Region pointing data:
....
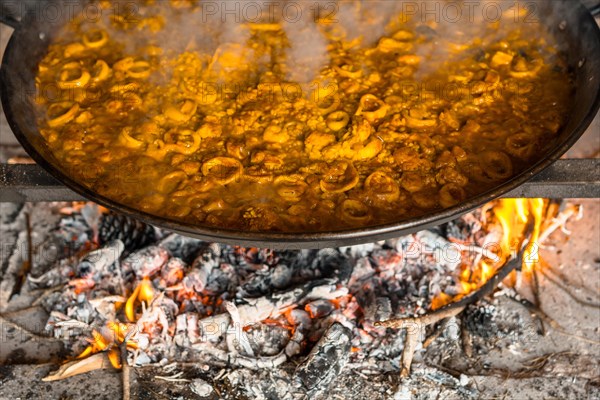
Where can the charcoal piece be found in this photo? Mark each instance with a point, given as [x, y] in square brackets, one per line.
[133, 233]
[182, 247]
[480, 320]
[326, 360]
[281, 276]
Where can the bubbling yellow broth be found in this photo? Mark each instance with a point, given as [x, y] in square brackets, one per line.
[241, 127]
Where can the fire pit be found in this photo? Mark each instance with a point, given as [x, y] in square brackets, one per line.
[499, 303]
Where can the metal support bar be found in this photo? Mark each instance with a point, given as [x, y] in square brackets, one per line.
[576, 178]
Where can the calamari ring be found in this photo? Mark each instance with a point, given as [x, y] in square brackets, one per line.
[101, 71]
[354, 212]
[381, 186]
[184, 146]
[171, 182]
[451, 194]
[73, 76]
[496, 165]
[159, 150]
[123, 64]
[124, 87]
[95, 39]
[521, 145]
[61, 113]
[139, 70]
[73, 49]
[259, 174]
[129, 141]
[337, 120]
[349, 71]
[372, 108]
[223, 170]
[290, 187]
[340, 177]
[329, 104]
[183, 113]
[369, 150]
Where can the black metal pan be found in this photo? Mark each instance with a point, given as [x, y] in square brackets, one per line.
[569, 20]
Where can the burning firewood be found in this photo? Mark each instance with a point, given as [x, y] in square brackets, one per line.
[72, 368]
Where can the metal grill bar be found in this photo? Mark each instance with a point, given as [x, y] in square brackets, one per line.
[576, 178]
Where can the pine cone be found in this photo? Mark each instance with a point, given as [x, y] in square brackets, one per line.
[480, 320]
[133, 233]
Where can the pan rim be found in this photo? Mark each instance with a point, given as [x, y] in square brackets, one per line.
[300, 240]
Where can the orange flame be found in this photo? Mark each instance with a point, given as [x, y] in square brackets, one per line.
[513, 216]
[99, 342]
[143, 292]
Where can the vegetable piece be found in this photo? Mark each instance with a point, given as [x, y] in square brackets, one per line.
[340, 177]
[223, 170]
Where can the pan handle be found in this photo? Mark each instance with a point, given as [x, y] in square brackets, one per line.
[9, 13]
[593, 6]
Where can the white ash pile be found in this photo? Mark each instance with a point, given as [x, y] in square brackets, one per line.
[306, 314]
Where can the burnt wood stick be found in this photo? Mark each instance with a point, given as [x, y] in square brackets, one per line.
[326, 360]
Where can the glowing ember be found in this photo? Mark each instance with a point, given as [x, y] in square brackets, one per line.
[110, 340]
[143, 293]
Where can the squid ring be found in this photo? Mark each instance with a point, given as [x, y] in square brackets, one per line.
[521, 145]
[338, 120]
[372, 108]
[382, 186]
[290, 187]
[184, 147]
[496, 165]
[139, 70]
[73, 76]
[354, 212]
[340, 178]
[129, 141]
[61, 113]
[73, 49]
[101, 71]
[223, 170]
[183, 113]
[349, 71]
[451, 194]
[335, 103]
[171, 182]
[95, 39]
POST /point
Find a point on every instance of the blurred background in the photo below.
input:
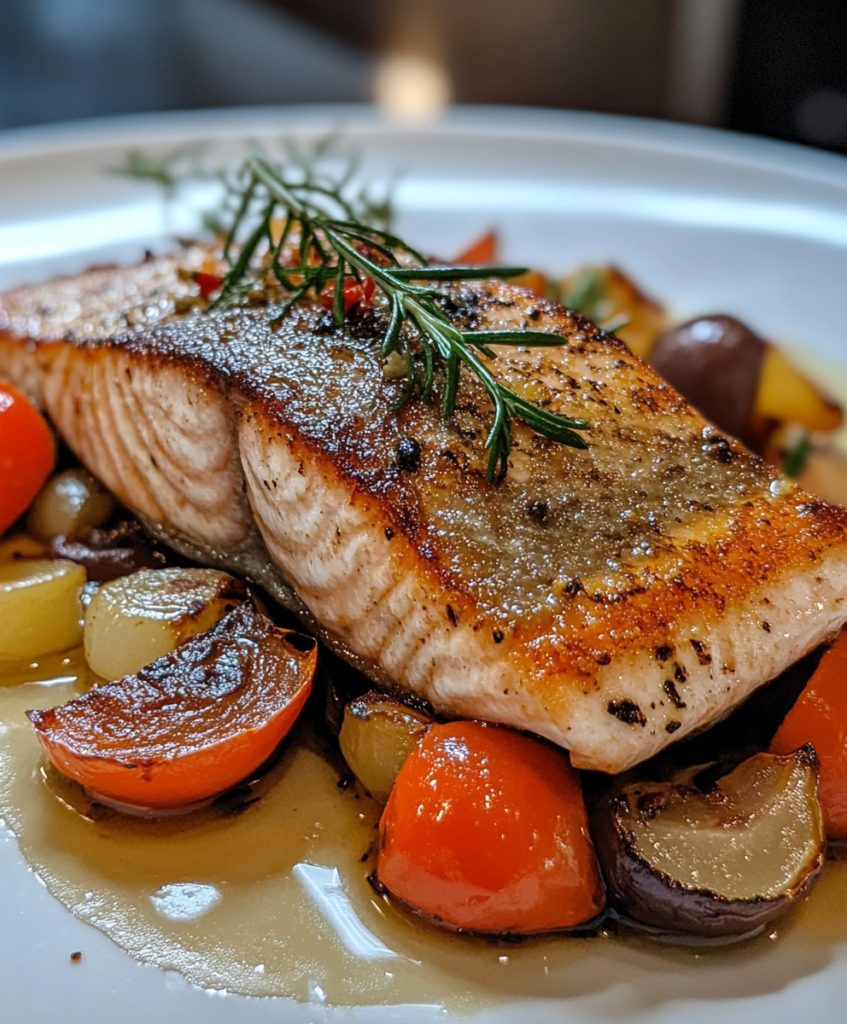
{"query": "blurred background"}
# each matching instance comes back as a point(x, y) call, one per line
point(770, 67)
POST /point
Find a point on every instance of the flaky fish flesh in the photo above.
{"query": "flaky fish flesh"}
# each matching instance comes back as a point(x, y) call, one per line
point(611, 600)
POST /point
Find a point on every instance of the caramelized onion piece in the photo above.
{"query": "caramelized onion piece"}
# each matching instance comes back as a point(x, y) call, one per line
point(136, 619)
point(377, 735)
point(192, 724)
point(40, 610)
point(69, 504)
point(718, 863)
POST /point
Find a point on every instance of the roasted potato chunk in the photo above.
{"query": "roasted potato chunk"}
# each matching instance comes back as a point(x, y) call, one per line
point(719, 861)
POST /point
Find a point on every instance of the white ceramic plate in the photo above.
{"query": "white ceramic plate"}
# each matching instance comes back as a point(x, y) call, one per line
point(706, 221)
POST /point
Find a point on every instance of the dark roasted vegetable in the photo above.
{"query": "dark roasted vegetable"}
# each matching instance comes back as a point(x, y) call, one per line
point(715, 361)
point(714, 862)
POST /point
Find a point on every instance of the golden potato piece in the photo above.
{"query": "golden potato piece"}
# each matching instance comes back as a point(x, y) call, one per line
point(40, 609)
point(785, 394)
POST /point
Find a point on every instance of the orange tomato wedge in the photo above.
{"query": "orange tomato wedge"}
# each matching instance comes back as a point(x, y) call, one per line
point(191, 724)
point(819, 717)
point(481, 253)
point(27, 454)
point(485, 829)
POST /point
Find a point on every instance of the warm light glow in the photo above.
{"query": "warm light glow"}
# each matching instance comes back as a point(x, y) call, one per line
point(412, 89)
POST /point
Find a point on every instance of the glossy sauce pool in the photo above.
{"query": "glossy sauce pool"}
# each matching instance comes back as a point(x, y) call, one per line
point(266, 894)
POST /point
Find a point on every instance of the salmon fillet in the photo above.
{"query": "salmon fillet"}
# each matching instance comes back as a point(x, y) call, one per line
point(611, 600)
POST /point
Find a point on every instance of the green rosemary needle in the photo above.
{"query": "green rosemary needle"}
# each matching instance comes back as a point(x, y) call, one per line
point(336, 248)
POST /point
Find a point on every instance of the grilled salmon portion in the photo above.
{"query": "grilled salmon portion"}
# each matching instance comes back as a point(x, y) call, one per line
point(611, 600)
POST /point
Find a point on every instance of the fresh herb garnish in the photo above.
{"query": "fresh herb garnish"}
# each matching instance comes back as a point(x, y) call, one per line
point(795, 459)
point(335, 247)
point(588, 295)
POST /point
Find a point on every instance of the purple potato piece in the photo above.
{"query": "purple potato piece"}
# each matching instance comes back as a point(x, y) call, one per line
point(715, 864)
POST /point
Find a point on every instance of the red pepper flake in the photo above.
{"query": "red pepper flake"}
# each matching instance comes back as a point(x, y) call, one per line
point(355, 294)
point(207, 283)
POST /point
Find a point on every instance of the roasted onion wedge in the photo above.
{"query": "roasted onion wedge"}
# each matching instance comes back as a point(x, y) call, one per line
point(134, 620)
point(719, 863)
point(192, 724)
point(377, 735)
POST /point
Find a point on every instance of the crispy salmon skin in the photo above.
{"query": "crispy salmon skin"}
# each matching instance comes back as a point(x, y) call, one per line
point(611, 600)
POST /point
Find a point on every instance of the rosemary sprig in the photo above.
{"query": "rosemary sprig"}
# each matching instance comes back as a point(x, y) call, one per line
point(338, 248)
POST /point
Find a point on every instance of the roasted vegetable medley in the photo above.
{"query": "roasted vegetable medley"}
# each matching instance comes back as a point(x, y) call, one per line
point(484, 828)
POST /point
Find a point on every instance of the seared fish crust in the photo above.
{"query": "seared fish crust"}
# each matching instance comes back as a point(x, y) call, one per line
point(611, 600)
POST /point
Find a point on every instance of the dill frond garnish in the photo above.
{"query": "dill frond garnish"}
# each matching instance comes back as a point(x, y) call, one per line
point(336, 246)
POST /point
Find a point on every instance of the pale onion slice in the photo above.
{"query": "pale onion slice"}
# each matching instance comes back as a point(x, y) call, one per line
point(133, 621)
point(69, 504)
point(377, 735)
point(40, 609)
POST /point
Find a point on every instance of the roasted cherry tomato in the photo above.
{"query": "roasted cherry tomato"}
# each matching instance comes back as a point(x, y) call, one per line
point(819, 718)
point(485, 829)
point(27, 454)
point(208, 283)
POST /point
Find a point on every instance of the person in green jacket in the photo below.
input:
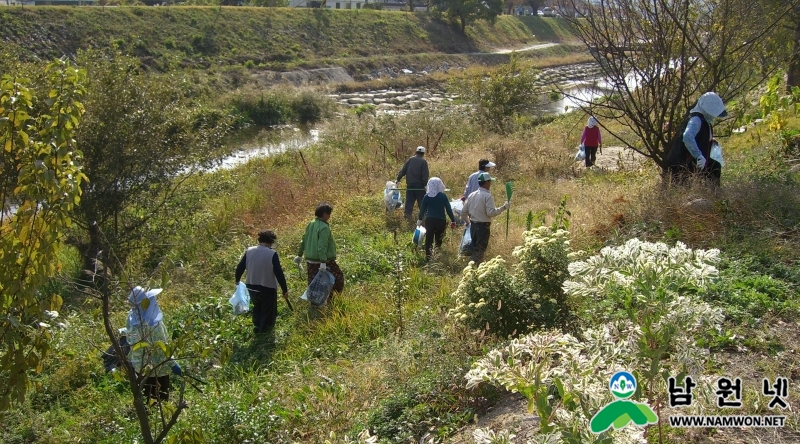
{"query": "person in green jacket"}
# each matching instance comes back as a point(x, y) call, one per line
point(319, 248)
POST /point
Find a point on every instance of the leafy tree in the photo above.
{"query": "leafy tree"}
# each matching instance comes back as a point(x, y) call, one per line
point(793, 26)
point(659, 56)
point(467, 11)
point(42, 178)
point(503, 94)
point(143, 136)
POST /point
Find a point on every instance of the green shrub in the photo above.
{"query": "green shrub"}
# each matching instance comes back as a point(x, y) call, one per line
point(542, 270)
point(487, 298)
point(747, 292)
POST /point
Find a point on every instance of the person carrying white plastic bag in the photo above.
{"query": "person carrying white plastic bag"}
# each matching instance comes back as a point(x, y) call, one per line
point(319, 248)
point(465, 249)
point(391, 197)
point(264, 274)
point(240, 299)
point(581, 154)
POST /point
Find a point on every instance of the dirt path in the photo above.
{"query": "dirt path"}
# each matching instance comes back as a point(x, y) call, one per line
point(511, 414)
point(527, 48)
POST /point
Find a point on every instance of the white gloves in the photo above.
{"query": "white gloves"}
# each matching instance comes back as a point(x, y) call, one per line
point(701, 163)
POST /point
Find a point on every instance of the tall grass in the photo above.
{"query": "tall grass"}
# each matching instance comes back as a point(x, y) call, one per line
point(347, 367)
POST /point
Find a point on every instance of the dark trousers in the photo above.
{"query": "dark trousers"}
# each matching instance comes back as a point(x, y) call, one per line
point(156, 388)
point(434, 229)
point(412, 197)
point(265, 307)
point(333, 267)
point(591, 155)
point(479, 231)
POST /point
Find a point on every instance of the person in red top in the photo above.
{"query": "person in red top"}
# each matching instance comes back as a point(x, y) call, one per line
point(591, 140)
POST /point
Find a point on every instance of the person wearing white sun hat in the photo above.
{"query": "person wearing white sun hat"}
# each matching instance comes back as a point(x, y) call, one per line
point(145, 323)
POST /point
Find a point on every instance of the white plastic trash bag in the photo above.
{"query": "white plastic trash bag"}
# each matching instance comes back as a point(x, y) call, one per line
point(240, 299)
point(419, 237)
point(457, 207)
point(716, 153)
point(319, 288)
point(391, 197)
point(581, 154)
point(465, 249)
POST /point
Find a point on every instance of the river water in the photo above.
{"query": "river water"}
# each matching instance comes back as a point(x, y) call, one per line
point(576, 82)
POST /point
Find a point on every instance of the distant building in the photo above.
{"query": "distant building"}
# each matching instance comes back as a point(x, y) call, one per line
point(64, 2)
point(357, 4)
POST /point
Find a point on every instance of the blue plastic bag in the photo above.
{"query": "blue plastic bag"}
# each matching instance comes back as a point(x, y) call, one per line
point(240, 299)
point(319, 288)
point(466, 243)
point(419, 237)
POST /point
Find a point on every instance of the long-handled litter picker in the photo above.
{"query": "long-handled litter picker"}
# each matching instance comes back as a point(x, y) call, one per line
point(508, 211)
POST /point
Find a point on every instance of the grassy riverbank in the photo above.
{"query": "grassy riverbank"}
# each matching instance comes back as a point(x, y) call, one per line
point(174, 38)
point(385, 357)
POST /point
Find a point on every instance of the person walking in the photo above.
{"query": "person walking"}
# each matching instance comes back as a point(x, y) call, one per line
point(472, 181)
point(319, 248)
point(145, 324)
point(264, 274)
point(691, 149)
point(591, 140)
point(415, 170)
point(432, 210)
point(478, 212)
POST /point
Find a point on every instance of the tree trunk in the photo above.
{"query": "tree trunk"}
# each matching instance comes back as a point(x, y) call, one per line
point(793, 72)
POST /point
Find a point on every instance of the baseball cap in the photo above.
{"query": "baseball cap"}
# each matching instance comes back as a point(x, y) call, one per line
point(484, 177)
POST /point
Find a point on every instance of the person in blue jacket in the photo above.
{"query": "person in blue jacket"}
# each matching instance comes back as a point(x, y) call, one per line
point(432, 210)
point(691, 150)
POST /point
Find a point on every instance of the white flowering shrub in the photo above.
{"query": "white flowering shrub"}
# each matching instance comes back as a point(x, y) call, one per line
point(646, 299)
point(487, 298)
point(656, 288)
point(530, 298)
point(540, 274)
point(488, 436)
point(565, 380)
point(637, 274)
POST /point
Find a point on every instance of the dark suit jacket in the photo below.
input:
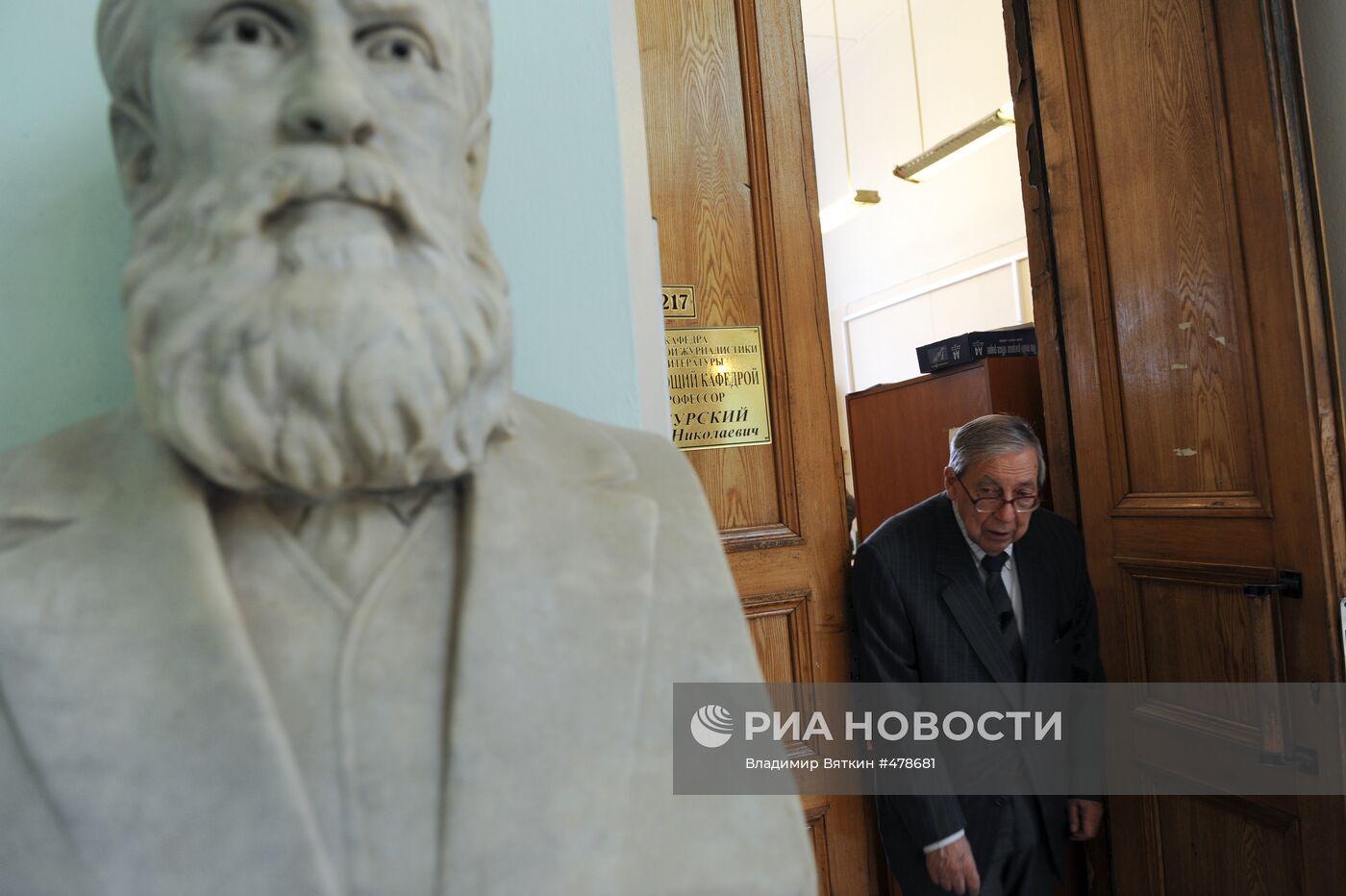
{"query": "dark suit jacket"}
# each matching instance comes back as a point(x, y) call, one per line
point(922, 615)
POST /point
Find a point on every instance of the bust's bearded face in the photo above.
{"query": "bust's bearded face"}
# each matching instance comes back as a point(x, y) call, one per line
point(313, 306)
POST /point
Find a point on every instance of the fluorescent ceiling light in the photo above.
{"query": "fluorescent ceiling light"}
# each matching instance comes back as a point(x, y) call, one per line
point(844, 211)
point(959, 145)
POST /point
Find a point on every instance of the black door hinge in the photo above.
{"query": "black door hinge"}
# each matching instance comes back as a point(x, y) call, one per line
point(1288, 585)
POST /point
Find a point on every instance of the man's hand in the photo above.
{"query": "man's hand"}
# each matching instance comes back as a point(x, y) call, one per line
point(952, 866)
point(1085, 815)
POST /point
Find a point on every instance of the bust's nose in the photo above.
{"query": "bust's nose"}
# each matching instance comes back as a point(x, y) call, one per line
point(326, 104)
....
Task brief
Copy every line from the entries that contains the word "flake".

Response box
Find a point on every instance of the red pepper flake in the photo above.
{"query": "red pepper flake"}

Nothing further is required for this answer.